Information provided
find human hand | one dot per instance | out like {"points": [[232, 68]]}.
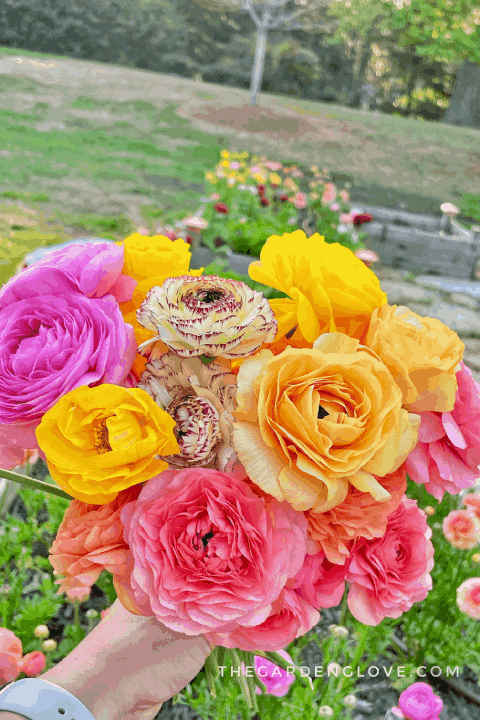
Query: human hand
{"points": [[129, 665]]}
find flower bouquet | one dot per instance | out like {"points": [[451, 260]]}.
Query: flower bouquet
{"points": [[250, 198], [236, 464]]}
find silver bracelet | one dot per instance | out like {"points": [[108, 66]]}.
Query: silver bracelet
{"points": [[37, 699]]}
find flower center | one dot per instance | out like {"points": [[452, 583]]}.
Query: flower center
{"points": [[100, 435]]}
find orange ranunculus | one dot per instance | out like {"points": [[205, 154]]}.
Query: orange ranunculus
{"points": [[421, 353], [359, 515], [311, 422]]}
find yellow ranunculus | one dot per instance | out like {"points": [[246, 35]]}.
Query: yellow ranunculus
{"points": [[101, 440], [328, 287]]}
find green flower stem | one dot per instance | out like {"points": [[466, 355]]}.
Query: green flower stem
{"points": [[34, 484]]}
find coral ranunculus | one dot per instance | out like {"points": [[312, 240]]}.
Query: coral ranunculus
{"points": [[328, 288], [389, 574], [99, 441], [359, 515], [10, 656], [309, 422], [421, 353], [207, 316], [209, 554], [447, 455], [89, 540], [462, 529]]}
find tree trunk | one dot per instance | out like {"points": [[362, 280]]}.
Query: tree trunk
{"points": [[464, 108], [258, 63]]}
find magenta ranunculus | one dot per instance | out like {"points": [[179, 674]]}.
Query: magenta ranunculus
{"points": [[418, 702], [389, 574], [320, 582], [447, 454], [209, 553], [94, 270], [276, 680], [52, 346], [291, 617]]}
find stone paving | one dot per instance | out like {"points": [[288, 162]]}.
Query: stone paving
{"points": [[453, 302]]}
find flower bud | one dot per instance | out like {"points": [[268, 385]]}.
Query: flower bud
{"points": [[41, 631]]}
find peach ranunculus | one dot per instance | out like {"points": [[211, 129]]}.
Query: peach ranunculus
{"points": [[468, 598], [462, 529], [359, 515], [311, 422], [149, 261], [328, 288], [201, 400], [101, 440], [207, 316], [90, 540], [10, 656], [421, 353]]}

Requirements
Lay out all the items above as a two-column CSV with the header columns "query" and "points", one row per item. Put each item's text and its answer in their own quoted field, turn line breaks into spaces, and leave the pictures out.

In response
query,points
"find human hand | one dot per instance | out like {""points"": [[232, 68]]}. Query: human hand","{""points"": [[129, 665]]}"
"find flower bouquet | one dot per instance | out like {""points"": [[451, 260]]}. Query: flower bouquet","{""points"": [[250, 198], [236, 464]]}"
"find silver bracelet | one dot per instance | out like {""points"": [[108, 66]]}. Query: silver bracelet","{""points"": [[37, 699]]}"
"find flower center | one dot per instance | out like {""points"": [[452, 583]]}. Query: flower center","{""points"": [[100, 435]]}"
"find orange ranunculus | one dot per instance | out like {""points"": [[205, 154]]}. Query: orange ranunculus","{""points"": [[421, 353], [359, 515], [311, 422]]}"
"find yellow ranunculus | one dot per instance | out like {""points"": [[246, 35]]}. Query: yellow ranunculus","{""points"": [[101, 440], [328, 287]]}"
"find green flower stem | one dot per instance | out like {""points"": [[466, 355]]}. Query: green flower stem","{""points"": [[34, 484]]}"
"find coral ranunculus | one dot per instance | out like {""points"": [[312, 240]]}. Query: coral ranunculus","{""points"": [[328, 288], [389, 574], [99, 441], [359, 515], [10, 656], [309, 422], [421, 353], [207, 316], [209, 554], [447, 455], [89, 540], [462, 529]]}"
"find tree trunk | one dot per instance | out like {""points"": [[362, 280]]}. Query: tree trunk","{""points"": [[464, 108], [258, 63]]}"
"find magenta ranunculus | one dot per instance | out like {""points"": [[179, 674]]}. Query: magenta ranunculus","{""points"": [[418, 702], [389, 574], [320, 582], [447, 454], [209, 553], [94, 270], [276, 680], [52, 346], [291, 617]]}"
"find stone paving | one dot per instance | out like {""points"": [[288, 162]]}. Query: stone paving","{""points"": [[453, 302]]}"
"find flower bud | one dot per instance | out like {""points"": [[268, 385]]}. Query: flower bud","{""points"": [[41, 631]]}"
"find peach ranunculus | one dot per instance | out like {""points"": [[211, 129]]}. Query: peach ranunculus","{""points"": [[468, 598], [462, 529], [359, 515], [311, 422], [149, 261], [328, 288], [201, 400], [101, 440], [207, 316], [90, 540], [10, 656], [421, 353]]}"